From Old School Voc-Tech to Community Hub: How a Model School Transformed CTE


Today’s cutting-edge, rigorous and relevant career and technical education (CTE) prepares youth and adults for high-wage, high-skill, high-demand careers in established and emerging industries. At Huntington North High School, our transition from vocational programming to CTE curriculum has ignited engagement, participation, and relevance in the school as well as in the broader Huntington community.

Origins in Vocational Education

Our journey started years ago with a pretty typical vocational education track, offering the traditional shop and trades classes that used to be found in most high schools. In 1994, our school district purchased a car dealership across the street from the high school and we gradually developed automotive and precision machining courses as well as a partnership with a local cosmetology school.

Providing Options for Multiple Career Investigations and Pathways

Over time, we saw how much students wanted and needed programs in other fields. Today we’re proud to offer 10 half-day CTE programs. All programs offer college dual credit and industry certifications embedded in the course, where applicable. Among the accredited pathways we offer for high schoolers are:

  • A two-year automotive program with classes in electrical, breaks, steering and suspension, and engine performance
  • A Certified Nurse Aide (C.N.A.) program that’s very similar to the first semester of nursing school; students sit for their state licensing exam as part of the course
  • A two-year cosmetology program that allows students to earn the 1500 hours needed to take the state licensing exam; this program has also evolved to include an externship component for second-year students
  • An Early Childhood Education program for students interested in working at a daycare or preschool
  • An Education Professions program for students wanting to explore the teaching profession
  • A one-semester Emergency Medical Technician (EMT) program that allows students to prepare for the National Registry exam
  • Coursework in Human and Social Services in which students spend 45 minutes in a classroom and then two class periods going to our local United Way, Boys & Girls Club, and other social services agencies to explore careers
  • An Internship program that this year had over 50 students interning at nearly 50 different local businesses, organizations, and healthcare facilities
  • An Interdisciplinary Cooperative Education program that allows students to earn high school credit while also working a job; many of these students come from the Automotive, Precision Machining, and C.N.A. programs and use the skills they’ve already learned in high school to earn above minimum wage
  • A two-year Precision Machining program that regularly sends students to state and national SkillsUSA competitions; students who graduate from this program can earn upwards of $15 an hour

All of the programs take a hands-on, practical approach to encouraging students to go on to higher education. Students are encouraged to get jobs and work their way through college and advanced education, potentially taking advantage of tuition reimbursement through employers. Building a work history and expanding their skill set are valued as well as earning advanced degrees.

Data extract>
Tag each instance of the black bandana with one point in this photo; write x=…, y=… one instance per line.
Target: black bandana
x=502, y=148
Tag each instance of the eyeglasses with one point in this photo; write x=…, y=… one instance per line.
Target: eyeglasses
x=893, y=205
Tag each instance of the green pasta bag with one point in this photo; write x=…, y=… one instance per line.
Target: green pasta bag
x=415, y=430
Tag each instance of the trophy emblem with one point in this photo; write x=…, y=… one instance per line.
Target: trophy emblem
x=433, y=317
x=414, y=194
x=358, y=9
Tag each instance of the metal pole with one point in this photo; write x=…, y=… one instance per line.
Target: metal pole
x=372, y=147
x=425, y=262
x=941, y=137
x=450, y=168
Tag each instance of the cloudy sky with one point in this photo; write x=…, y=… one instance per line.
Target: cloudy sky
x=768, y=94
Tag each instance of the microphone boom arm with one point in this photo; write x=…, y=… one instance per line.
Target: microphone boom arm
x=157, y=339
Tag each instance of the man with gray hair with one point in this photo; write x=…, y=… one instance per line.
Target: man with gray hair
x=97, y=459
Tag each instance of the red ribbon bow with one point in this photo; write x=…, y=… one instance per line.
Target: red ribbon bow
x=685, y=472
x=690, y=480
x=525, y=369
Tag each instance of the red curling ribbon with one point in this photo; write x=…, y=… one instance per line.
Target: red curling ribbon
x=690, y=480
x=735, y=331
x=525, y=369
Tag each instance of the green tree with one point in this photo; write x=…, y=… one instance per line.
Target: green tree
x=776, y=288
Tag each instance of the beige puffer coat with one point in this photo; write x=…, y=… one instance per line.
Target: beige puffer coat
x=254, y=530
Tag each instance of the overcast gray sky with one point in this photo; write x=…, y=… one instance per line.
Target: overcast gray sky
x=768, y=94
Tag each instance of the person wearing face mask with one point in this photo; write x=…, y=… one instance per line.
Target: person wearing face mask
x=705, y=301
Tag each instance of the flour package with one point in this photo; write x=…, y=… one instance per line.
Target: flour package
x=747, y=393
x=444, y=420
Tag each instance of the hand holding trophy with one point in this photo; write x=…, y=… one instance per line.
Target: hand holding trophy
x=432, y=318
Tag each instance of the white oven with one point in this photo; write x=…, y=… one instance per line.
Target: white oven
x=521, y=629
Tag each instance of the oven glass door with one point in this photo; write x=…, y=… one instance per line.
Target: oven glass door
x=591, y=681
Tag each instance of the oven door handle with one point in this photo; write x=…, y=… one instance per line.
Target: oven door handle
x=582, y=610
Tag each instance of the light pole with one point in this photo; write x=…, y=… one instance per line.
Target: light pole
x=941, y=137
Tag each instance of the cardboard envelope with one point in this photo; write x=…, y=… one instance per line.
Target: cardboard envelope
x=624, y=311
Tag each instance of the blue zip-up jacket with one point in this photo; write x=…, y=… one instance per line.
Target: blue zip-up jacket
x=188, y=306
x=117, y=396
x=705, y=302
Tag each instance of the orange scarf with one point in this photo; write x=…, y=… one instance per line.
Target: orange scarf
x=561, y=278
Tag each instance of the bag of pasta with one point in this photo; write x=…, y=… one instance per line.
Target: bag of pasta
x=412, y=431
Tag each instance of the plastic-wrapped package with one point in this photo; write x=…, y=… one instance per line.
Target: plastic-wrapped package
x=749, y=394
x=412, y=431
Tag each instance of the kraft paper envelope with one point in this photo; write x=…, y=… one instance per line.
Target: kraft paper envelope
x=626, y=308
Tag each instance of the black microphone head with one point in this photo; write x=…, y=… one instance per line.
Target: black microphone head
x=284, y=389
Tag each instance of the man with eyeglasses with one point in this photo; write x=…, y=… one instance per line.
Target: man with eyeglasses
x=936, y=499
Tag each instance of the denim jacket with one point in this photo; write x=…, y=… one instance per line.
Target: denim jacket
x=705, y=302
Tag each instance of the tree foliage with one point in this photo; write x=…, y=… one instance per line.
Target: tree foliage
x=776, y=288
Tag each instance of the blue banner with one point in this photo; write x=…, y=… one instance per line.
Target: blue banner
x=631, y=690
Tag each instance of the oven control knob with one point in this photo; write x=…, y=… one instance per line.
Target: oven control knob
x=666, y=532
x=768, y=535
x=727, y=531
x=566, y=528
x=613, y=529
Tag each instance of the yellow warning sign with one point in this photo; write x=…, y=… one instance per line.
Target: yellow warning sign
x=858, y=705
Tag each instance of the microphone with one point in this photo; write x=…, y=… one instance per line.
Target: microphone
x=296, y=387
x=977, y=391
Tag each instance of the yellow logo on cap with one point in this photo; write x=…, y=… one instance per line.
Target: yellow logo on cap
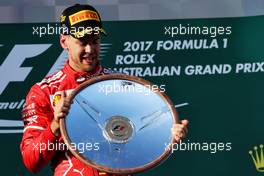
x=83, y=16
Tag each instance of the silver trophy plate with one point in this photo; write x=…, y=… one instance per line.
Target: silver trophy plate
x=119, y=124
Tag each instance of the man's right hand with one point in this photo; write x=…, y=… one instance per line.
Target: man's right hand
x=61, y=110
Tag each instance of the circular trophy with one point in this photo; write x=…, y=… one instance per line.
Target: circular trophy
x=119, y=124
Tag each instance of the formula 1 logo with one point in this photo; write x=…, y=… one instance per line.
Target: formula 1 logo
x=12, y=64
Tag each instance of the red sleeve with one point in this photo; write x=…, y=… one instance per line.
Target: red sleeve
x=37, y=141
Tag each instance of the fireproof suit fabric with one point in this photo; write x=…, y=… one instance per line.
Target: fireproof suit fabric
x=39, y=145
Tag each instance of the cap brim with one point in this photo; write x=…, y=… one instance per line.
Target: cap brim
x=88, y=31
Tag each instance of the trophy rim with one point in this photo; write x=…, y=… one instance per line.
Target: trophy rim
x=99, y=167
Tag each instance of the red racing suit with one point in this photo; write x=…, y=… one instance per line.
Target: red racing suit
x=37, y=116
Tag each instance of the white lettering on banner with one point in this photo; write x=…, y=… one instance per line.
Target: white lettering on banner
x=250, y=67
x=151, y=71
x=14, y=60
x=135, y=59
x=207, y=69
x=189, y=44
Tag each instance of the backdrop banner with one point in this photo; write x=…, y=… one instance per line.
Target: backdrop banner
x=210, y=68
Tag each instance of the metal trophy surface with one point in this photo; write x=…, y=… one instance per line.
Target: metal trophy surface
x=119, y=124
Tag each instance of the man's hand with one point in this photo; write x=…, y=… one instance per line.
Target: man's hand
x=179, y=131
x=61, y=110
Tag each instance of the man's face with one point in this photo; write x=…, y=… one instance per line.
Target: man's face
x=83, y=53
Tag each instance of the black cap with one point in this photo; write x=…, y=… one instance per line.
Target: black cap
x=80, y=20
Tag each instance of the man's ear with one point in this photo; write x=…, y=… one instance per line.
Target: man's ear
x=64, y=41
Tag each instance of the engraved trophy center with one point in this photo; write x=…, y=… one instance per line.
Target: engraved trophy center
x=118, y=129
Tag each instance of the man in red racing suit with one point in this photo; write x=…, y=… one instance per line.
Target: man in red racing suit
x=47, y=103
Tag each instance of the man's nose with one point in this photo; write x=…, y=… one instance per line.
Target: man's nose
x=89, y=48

==

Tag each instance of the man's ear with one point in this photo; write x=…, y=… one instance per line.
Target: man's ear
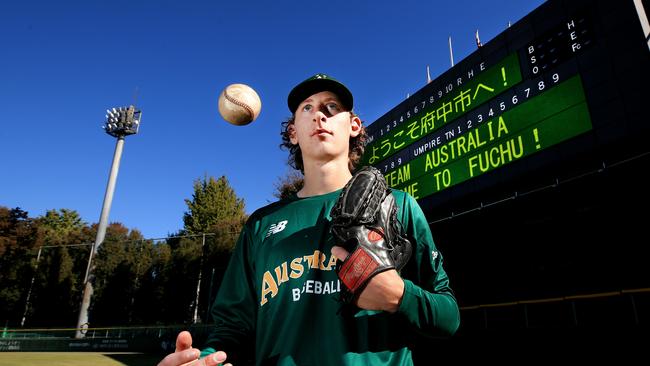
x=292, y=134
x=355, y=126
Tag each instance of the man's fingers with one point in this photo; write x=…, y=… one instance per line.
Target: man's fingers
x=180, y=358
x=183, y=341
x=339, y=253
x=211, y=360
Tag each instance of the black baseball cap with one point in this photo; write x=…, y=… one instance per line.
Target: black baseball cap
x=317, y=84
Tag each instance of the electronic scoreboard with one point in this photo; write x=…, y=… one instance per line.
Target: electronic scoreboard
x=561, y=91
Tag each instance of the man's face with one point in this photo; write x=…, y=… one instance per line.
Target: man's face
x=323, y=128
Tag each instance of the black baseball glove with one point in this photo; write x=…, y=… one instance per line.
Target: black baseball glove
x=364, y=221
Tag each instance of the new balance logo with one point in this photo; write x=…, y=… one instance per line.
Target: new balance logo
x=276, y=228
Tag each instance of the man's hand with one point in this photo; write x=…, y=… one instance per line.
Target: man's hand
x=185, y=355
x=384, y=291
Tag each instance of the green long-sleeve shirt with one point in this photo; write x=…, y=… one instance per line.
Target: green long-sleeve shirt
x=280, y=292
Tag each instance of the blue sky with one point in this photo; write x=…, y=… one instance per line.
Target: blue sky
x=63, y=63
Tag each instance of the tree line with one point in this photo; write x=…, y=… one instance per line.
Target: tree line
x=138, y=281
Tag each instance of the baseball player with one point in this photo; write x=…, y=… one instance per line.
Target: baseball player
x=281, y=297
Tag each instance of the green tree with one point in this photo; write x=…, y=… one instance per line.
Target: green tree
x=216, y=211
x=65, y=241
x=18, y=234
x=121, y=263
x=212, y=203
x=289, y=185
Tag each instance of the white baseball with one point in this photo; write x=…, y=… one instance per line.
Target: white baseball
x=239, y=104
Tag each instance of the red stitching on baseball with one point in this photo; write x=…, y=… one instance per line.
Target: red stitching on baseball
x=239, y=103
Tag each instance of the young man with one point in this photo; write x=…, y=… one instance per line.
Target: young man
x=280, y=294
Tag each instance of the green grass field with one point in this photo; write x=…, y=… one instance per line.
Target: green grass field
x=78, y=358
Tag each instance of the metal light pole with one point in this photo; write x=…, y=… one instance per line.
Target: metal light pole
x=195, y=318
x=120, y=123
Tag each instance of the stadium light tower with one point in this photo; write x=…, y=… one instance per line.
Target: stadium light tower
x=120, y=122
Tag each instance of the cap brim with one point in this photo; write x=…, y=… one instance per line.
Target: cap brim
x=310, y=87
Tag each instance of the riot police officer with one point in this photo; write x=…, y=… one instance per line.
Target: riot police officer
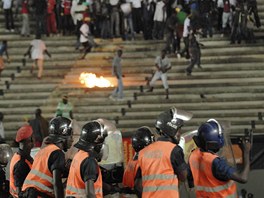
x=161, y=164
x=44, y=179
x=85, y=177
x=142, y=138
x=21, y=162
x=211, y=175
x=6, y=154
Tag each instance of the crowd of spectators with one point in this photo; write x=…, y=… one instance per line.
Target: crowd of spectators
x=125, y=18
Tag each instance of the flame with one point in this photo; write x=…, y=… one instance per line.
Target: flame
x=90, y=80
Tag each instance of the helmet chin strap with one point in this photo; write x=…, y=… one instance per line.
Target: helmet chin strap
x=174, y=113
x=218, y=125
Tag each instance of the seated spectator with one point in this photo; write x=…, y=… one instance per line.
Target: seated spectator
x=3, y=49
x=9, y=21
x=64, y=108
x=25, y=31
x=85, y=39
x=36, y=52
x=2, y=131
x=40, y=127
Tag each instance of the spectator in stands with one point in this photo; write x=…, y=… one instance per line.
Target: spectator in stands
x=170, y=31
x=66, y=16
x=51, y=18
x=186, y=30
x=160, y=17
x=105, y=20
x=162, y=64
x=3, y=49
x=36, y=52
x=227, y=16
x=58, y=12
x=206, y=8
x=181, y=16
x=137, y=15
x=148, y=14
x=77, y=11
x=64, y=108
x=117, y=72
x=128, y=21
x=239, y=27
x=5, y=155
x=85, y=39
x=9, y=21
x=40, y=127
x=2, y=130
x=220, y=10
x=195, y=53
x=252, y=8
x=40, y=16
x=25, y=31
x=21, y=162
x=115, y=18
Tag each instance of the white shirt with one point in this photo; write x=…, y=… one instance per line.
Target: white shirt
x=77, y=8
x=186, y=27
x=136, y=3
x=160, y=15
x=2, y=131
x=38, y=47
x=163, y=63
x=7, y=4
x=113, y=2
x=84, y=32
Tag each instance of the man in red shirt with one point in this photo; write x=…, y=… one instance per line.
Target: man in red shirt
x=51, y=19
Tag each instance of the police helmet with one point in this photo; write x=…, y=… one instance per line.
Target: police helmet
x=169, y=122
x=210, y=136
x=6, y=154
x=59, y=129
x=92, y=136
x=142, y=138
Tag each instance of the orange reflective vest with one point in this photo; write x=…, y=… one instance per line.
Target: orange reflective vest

The task> Pick up the article above on career and technical education at Huntington North High School where it stops and write its next few paragraphs.

Result of this exercise>
A Facility That Meets Our Needs

An integral part of our success comes from our facility and what we’ve transformed it into. In 2011, a group of individuals from the community came together to launch a capitol campaign to add 7,500 square feet onto the former car dealership. This $1.4 million dollar project took five years of fundraising and led to contributions from city and county government, the local business and manufacturing communities, as well as donations from individuals. The expansion allowed for office space for the local branch of the Department of Workforce Development (DWD) as well as offices for both a two-year community college and four-year academic institution. A 10-bed Health Services lab, with two adjacent classrooms, was also added. Just after the opening of the expanded part of the facility in 2016, the state’s provider for adult basic education also co-located to the facility. The high school Robotics Team, which produced the 7th ranked robot in the world in 2016, also now calls the facility home. The vision of the Huntington County Community Learning Center, or LC, is to break down barriers and provide access to education.

Responsive to Our Broader Community

Just after the center opened, the largest local employer, United Technologies, sent 400 jobs to Mexico. Because the facility is home to the local DWD office, many of these employees were naturally directed to utilize the services of the LC. With the presence of the local community college, short-term trainings that resulted in industry certifications, in fields such as industrial maintenance, CNC machining, and welding were available. College academic courses are offered both during the day and at night for individuals wishing to start on the path to a college degree.

The Results Are In!

Typically, students involved in CTE have a higher graduation rate, around 94% nationally. Enrollment numbers also tell a positive story: the numbers in our programs are steady and even increasing despite the fact that our overall high school enrollment has gone down by about a hundred students per year for the last 15 years.

Because of our student-driven, interactive learning model, our students are motivated and engaged—they are also excelling and getting recognition for their achievements in their careers. We’re proud to be one high school that’s having an incredible impact on the future careers and life achievements of our students as well as providing a positive and deep service to the Huntington community.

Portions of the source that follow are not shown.